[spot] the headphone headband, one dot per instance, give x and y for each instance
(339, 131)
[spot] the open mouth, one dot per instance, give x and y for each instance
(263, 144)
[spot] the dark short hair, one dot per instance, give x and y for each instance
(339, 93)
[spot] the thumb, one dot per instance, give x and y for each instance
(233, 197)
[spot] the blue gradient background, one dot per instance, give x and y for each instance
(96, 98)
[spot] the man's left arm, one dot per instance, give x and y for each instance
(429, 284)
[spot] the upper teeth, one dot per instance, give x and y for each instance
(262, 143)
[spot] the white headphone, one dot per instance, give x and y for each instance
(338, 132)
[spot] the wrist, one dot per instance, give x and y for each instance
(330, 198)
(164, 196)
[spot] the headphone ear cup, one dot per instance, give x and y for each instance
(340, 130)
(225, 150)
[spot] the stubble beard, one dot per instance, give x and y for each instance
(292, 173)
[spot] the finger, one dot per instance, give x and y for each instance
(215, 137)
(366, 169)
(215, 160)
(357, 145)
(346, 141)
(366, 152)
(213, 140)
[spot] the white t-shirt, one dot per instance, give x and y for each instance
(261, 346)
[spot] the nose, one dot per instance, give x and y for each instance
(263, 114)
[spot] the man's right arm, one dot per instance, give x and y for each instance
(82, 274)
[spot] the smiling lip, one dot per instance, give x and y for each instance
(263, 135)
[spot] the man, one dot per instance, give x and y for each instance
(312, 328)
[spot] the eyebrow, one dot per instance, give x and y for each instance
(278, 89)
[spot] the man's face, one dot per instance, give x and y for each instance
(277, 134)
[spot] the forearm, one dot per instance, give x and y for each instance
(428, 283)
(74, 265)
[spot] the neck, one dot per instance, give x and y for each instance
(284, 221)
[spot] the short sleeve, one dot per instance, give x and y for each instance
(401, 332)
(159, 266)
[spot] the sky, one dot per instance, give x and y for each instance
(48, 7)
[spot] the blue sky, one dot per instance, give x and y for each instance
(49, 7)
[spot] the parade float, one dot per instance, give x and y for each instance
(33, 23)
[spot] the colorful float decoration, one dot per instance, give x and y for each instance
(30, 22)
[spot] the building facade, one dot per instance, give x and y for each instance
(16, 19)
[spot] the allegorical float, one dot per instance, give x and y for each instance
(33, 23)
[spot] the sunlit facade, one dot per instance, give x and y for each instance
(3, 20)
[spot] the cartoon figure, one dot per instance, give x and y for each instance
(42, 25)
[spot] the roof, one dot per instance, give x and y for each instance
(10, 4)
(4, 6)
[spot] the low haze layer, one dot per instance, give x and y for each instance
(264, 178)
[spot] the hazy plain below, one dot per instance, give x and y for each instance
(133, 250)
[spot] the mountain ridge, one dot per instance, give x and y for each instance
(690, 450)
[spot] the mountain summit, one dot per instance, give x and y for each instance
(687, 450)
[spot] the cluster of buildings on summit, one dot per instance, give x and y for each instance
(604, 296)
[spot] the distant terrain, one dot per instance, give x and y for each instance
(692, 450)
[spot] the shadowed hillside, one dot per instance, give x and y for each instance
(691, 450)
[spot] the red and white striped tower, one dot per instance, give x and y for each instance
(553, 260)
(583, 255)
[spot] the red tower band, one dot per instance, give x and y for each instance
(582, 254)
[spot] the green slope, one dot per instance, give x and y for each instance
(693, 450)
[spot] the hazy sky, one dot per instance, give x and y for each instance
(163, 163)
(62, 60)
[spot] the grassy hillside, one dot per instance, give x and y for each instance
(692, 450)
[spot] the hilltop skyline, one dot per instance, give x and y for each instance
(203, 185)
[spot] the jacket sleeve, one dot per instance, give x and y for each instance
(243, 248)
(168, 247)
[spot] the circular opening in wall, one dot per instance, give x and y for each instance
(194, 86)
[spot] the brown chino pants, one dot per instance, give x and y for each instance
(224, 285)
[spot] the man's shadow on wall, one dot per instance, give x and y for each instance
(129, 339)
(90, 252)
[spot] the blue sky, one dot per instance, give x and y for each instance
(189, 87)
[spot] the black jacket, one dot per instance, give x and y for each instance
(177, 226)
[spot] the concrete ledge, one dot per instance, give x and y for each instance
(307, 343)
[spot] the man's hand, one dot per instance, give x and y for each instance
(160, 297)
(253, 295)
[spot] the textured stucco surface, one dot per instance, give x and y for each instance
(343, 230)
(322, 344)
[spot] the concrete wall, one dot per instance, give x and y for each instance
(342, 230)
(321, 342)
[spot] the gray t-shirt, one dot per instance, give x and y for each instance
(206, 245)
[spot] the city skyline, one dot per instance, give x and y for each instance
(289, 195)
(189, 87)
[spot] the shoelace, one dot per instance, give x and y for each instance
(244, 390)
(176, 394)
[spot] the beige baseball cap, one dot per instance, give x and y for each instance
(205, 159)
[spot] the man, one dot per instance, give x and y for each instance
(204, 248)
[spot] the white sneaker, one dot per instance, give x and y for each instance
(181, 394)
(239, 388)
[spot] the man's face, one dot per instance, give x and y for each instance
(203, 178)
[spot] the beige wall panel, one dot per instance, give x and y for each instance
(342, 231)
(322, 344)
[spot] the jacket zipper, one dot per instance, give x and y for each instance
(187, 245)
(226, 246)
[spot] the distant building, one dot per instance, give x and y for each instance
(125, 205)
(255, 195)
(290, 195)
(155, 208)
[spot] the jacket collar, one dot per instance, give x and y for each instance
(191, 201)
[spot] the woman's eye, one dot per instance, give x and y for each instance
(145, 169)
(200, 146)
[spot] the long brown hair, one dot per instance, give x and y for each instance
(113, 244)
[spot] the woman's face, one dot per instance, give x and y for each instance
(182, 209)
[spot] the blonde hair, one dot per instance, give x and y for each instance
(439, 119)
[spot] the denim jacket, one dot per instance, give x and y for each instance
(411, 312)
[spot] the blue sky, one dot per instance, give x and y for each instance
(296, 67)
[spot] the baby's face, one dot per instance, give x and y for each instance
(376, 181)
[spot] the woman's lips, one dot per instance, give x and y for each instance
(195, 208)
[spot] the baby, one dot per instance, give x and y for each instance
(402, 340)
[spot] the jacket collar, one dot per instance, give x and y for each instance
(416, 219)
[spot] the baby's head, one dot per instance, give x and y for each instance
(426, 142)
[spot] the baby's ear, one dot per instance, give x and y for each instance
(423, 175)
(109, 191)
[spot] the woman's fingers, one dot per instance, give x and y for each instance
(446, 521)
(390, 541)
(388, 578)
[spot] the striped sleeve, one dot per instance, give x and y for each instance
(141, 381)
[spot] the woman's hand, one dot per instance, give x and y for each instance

######

Exercise directions =>
Reproduce the full set of entries above exactly, without dropping a line.

Task result =>
[spot] the headphone headband, one dot per instance, give x and y for each instance
(339, 131)
[spot] the open mouth, one dot per instance, give x and y for each instance
(263, 144)
[spot] the dark short hair, one dot per instance, give x and y for each instance
(339, 93)
[spot] the thumb, one dot per instance, give x and y for each instance
(233, 197)
[spot] the blue gradient background, one dot per instance, give x and y for each instance
(96, 98)
[spot] the man's left arm, one dot per instance, give x and y for each instance
(429, 284)
[spot] the upper teeth, one dot per instance, give x and y for each instance
(262, 143)
[spot] the white headphone, one dot per instance, give x and y for each instance
(338, 132)
[spot] the wrist, one dot per instance, give x and y for each instance
(330, 198)
(164, 196)
[spot] the headphone ear cup, one dot per instance, give x and y for each instance
(340, 130)
(225, 150)
[spot] the stubble beard, one dot per instance, give x and y for each instance
(292, 173)
[spot] the finger, one dot per instance, give x and y for each instance
(215, 137)
(366, 169)
(215, 160)
(357, 145)
(346, 141)
(366, 152)
(213, 140)
[spot] the white t-shirt, one dot per instance, give x and y for each instance
(261, 346)
[spot] the nose, one dot per instance, give x and y for each instance
(263, 114)
[spot] the man's right arm, one dot per instance, give x and y for each instance
(82, 274)
[spot] the smiling lip, one dot per instance, give x and y for each instance
(263, 135)
[spot] the man, one dot per instance, give x and y for each instance
(312, 328)
[spot] the eyebrow, one dot per instance, give x and y for each instance
(278, 89)
[spot] the man's face, one dot per instance, give x and y for each instance
(277, 134)
[spot] the forearm, one dot per instance, give x and y for each instance
(428, 283)
(74, 265)
[spot] the neck, one dot per instance, give x and y for each instance
(284, 221)
[spot] the short sleeve, one dot per instance, give x and y for each instance
(401, 332)
(159, 266)
[spot] the sky, one dot per instance, give x and y for each instance
(48, 7)
[spot] the blue sky, one dot per instance, give x and y for each instance
(49, 7)
[spot] the parade float, one dot per instance, give x and y for each instance
(33, 23)
[spot] the colorful float decoration, one dot per instance, give x and y for each instance
(30, 22)
[spot] the building facade, one dot per instance, give x and y for each instance
(16, 19)
[spot] the allegorical float, one dot per instance, give x and y for each instance
(33, 23)
[spot] the sunlit facade, one dot per instance, give x and y for each instance
(3, 20)
[spot] the cartoon figure, one dot per instance, give x and y for each instance
(42, 25)
[spot] the roof, one dot per instance, give x and y for each instance
(10, 4)
(4, 6)
[spot] the low haze layer, one dot per instance, give x and y for each instance
(264, 178)
[spot] the hazy plain below, one dot per instance, give x and y for each instance
(133, 250)
[spot] the mountain ridge, one dot per instance, give x and y for each instance
(690, 450)
[spot] the mountain summit, one dot per instance, give x and y for each instance
(687, 450)
[spot] the cluster of buildings on summit, one dot per instance, give x and y for each instance
(604, 296)
[spot] the distant terrain, one dot per instance, give x and y for each instance
(692, 450)
[spot] the shadowed hillside, one dot per instance, give x and y for each instance
(691, 450)
[spot] the red and white striped tower, one dot per instance, give x and y for each instance
(553, 260)
(583, 255)
[spot] the red tower band, one dot per instance, give x and y for each instance
(582, 254)
[spot] the green slope, one dot per instance, give x and y for each instance
(693, 450)
[spot] the hazy sky, one dot per instance, give x and y for each instance
(163, 163)
(62, 60)
[spot] the grassy hillside, one dot per instance, give x and y for each instance
(692, 450)
[spot] the hilltop skyline, one dot per instance, give x and y for each instance
(203, 185)
[spot] the jacket sleeve, one dot per instance, give x and y for each instance
(243, 248)
(168, 247)
[spot] the circular opening in wall, one dot per instance, give x and y for each instance
(194, 86)
[spot] the brown chino pants, one dot per instance, give x and y for each instance
(224, 285)
[spot] the man's shadow on wall, one dot per instance, give x and y for each instance
(129, 339)
(90, 252)
[spot] the blue sky, one dot per instance, give x and y for each instance
(189, 87)
[spot] the black jacket, one dot per instance, give x and y for each instance
(177, 226)
[spot] the concrete ledge, one dot per instance, give x and y for each instance
(307, 343)
[spot] the man's hand, one dot per instance, give x and y for each instance
(160, 297)
(253, 295)
[spot] the textured stucco surface, one dot per instance, give x and y for each instance
(343, 230)
(322, 344)
[spot] the concrete wall, one dot per instance, give x and y for each instance
(342, 230)
(321, 342)
[spot] the gray t-shirt, one dot per instance, give x and y for each instance
(206, 245)
[spot] the city skyline, one dot per instance, give x and y for each instance
(289, 195)
(189, 87)
[spot] the shoelace, one dot per instance, give x and y for each instance
(244, 390)
(176, 394)
[spot] the beige baseball cap, one dot per instance, give x and y for each instance
(205, 159)
[spot] the man, one dot per instance, give x and y for each instance
(204, 248)
[spot] the white sneaker, one dot per instance, give x and y for each instance
(181, 394)
(239, 388)
[spot] the man's face, one dot per instance, give x and y for each instance
(203, 178)
[spot] the beige wall panel, one dot per instance, give x and y for each instance
(342, 231)
(322, 344)
[spot] the jacket zipper, one dot per instance, give x and y for each instance
(187, 245)
(226, 246)
[spot] the distant building, one dot per instance, give x and y for each instance
(125, 205)
(255, 195)
(290, 195)
(155, 208)
[spot] the jacket collar, one dot per instance, give x and y for each instance
(191, 201)
[spot] the woman's eye, one dot per instance, give x and y for each instance
(145, 169)
(200, 146)
[spot] the long brown hair, one dot per instance, give x and y for each instance
(113, 244)
[spot] the woman's face, one dot per instance, give x and y for each instance
(182, 209)
[spot] the blonde hair, one dot per instance, give x and y for each instance
(439, 119)
[spot] the denim jacket, one dot per instance, give x and y for each instance
(411, 312)
[spot] the blue sky, one dot per instance, give x and y for each instance
(296, 67)
[spot] the baby's face, one dot per instance, give x and y for each instance
(376, 181)
[spot] the woman's lips, one dot per instance, give x and y for each instance
(195, 208)
[spot] the baby, one dot per instance, give x and y for each instance
(402, 340)
[spot] the jacket collar, one dot per instance, give x and y for each instance
(416, 219)
[spot] the baby's head, one dot per instance, give x and y for each instance
(426, 142)
[spot] the baby's ear, one dot per instance, give x and y for each instance
(423, 175)
(109, 191)
[spot] the woman's fingers, one dot per instance, give x and y for each instance
(446, 521)
(390, 541)
(388, 578)
[spot] the striped sleeve, one dot per instance, give x and y for each instance
(141, 381)
[spot] the woman's hand, one dot per instance, give x and y for each instance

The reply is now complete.